# [Do this]
Retype every line of the data below without changing anything, but leave the pictures out.

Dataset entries
_____
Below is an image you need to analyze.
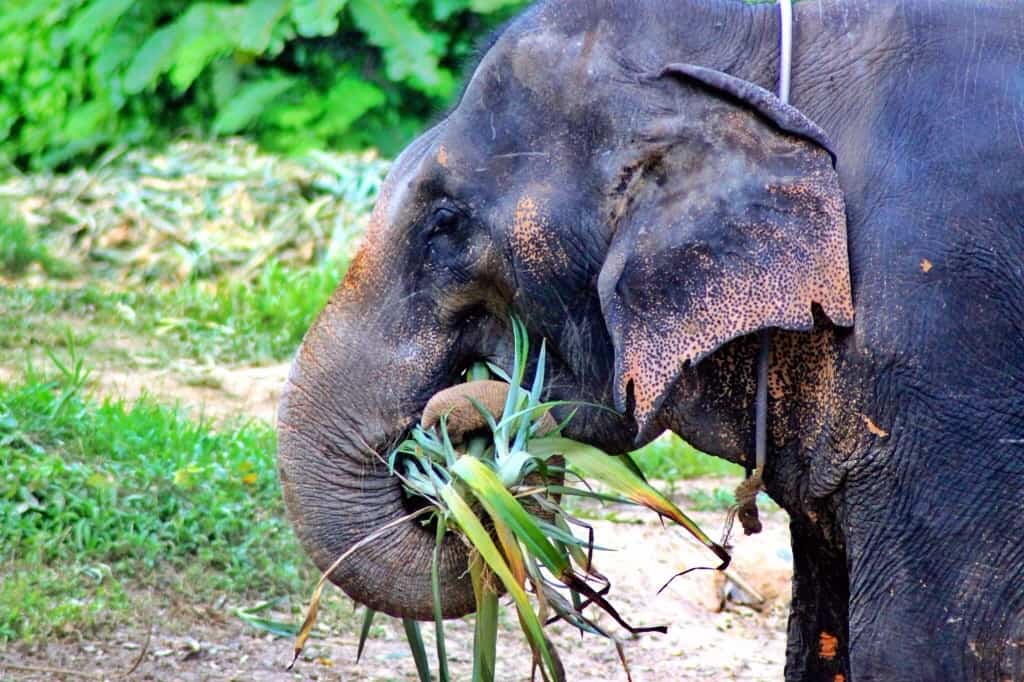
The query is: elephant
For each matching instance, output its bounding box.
[278,0,1024,682]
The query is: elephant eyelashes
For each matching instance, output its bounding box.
[424,206,465,265]
[427,207,462,239]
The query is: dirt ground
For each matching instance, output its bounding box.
[0,358,792,682]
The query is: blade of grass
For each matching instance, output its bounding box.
[355,607,377,663]
[286,507,432,671]
[469,553,498,682]
[401,619,431,682]
[430,518,449,682]
[440,481,564,680]
[452,457,569,579]
[529,437,730,570]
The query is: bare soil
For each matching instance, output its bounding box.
[0,364,792,682]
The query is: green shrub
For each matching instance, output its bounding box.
[0,0,522,167]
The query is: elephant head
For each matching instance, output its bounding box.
[279,2,853,619]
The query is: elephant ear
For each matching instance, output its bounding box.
[598,65,853,436]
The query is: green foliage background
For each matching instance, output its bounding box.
[0,0,524,168]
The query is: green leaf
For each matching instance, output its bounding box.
[124,22,181,94]
[431,0,469,22]
[452,457,569,579]
[292,0,348,38]
[348,0,441,89]
[528,437,729,568]
[213,76,297,135]
[169,3,244,92]
[67,0,135,45]
[317,76,386,135]
[440,485,559,677]
[469,0,522,14]
[239,0,288,54]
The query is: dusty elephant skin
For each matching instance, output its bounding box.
[279,0,1024,682]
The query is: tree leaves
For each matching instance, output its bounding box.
[239,0,291,54]
[292,0,348,38]
[124,24,180,94]
[349,0,444,95]
[213,76,298,135]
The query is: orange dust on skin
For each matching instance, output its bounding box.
[331,184,391,303]
[602,137,854,421]
[512,194,569,278]
[860,415,889,438]
[818,631,839,660]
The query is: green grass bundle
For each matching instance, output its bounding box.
[296,318,728,681]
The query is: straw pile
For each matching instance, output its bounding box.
[0,138,387,286]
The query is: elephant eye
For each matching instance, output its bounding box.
[427,207,460,239]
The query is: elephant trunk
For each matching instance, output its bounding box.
[278,285,474,621]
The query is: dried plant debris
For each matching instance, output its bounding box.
[0,138,388,286]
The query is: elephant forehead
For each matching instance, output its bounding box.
[510,194,569,275]
[332,184,393,301]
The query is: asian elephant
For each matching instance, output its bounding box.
[279,0,1024,682]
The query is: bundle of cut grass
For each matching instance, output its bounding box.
[296,318,729,681]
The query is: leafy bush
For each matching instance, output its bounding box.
[0,0,523,167]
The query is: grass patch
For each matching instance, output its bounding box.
[0,207,71,279]
[0,348,306,640]
[0,256,345,364]
[633,432,743,481]
[153,256,345,363]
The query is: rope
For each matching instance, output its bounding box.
[722,0,793,545]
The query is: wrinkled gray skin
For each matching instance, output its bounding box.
[279,0,1024,682]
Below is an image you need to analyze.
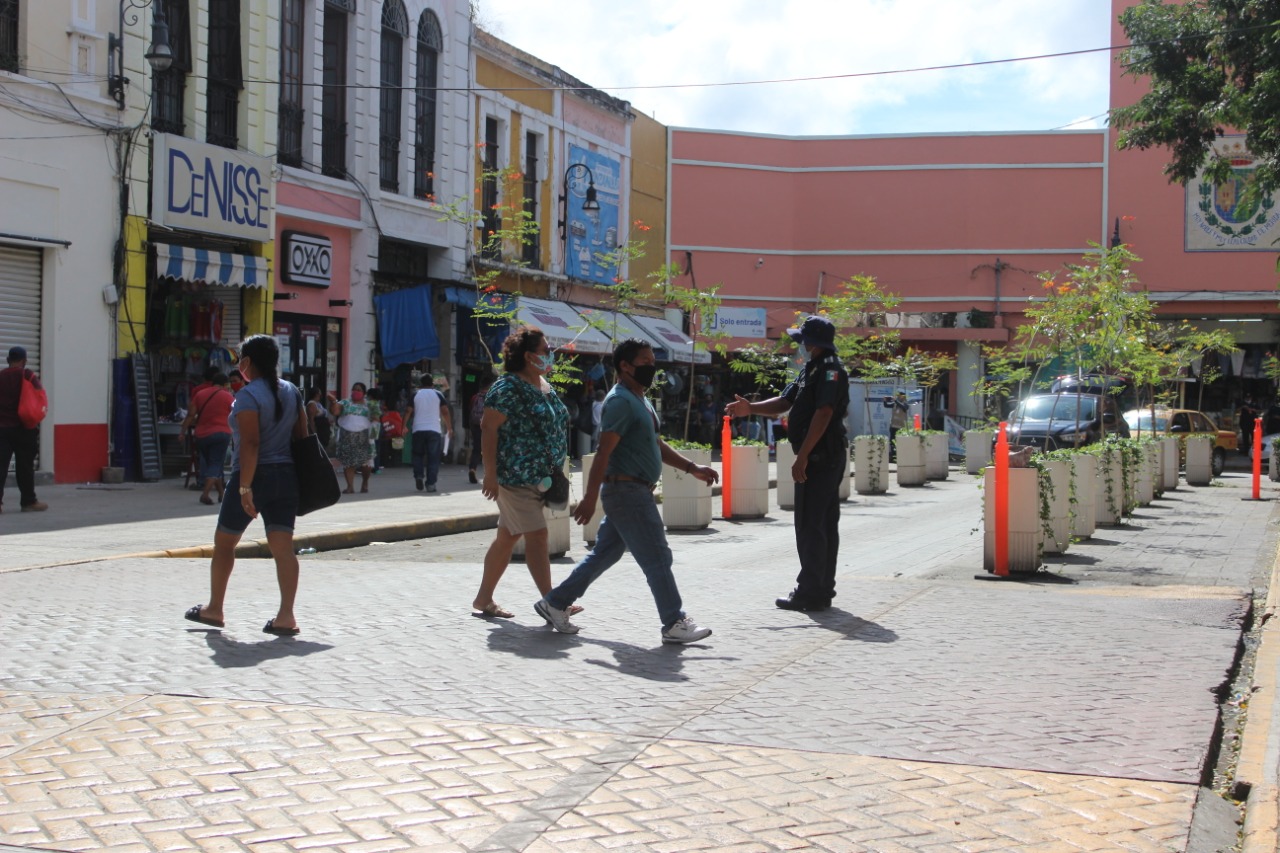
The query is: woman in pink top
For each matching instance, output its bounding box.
_____
# [Final answer]
Below is an image you need to analyze.
The query is: elephant
For each matching instance, output its bounding box.
[278,0,1024,682]
The query is: elephant eyelashes
For each matching instance, output its bounding box.
[424,206,465,265]
[427,207,462,239]
The query is: dirt ground
For each matching instance, output its bounding box.
[0,358,792,682]
The query is: blade of grass
For each matching instance, output its bounding box.
[355,607,377,663]
[286,507,432,671]
[469,553,498,682]
[401,619,431,682]
[430,518,449,682]
[440,481,564,680]
[452,457,569,579]
[529,437,730,570]
The query is: bare soil
For each matching instance, output its bounding box.
[0,364,792,682]
The query is: green shrub
For each matching instance, output its bounding box.
[0,0,522,167]
The query is: elephant head
For each matching instance, output its bounding box.
[279,2,853,619]
The query is: elephant ear
For each matching instance, output its bounding box.
[598,65,853,436]
The query is: green foliage background
For each matching instance, output its bounding box.
[0,0,524,168]
The query is: green leaf
For each matching instance, output its bounding box.
[124,22,181,94]
[431,0,469,22]
[452,457,569,579]
[292,0,348,38]
[348,0,441,89]
[528,437,729,568]
[213,76,297,135]
[169,3,244,92]
[67,0,135,45]
[317,76,386,135]
[440,485,559,677]
[469,0,522,14]
[239,0,288,54]
The query is: dusty elephant skin
For each matching instance, output its bounding box.
[279,0,1024,682]
The query is: tree leaves
For each matching instance, output its bounding box.
[239,0,291,54]
[292,0,348,38]
[124,24,180,94]
[349,0,444,95]
[213,76,298,135]
The query is: orange dust on skin
For each matching instance, output its bounding box.
[331,184,391,303]
[602,137,854,421]
[512,194,569,278]
[860,415,889,438]
[818,631,839,660]
The query is: green grass bundle
For each matching instance, output its bounding box.
[296,318,728,681]
The query is: straw pile
For each matching instance, output its bounding box.
[0,138,387,286]
The query is: elephant eye
For each matching instance, output its bounding box.
[427,207,460,239]
The query is: elephant trunk
For each matching instance, output its bounding box.
[278,285,474,621]
The query is: dried plant debris
For each matching instance, output its bounding box.
[0,138,388,286]
The query is: elephant forehead
For each matching instance, output its bounding box.
[510,194,569,275]
[332,184,393,301]
The query is: asian elephant
For each matching instance, output its bounding box.
[279,0,1024,682]
The query is: bundle of cut grass
For each matching instance, output its bounding box.
[296,318,729,681]
The query is: leafy bush
For each matching instance, output its bounding box.
[0,0,523,167]
The query is: grass patch
For each matching instance, output its bounding box.
[0,207,71,279]
[0,348,306,640]
[0,256,345,364]
[633,432,743,481]
[153,256,345,363]
The query is: rope
For each matching instance, output its bounding box.
[722,0,793,545]
The query is: wrinkled gray skin
For each matching instance, output its bounding box.
[279,0,1024,682]
Below is an image you need to analyze.
The query is: woman in pink top
For each matching instance, output its bounding box.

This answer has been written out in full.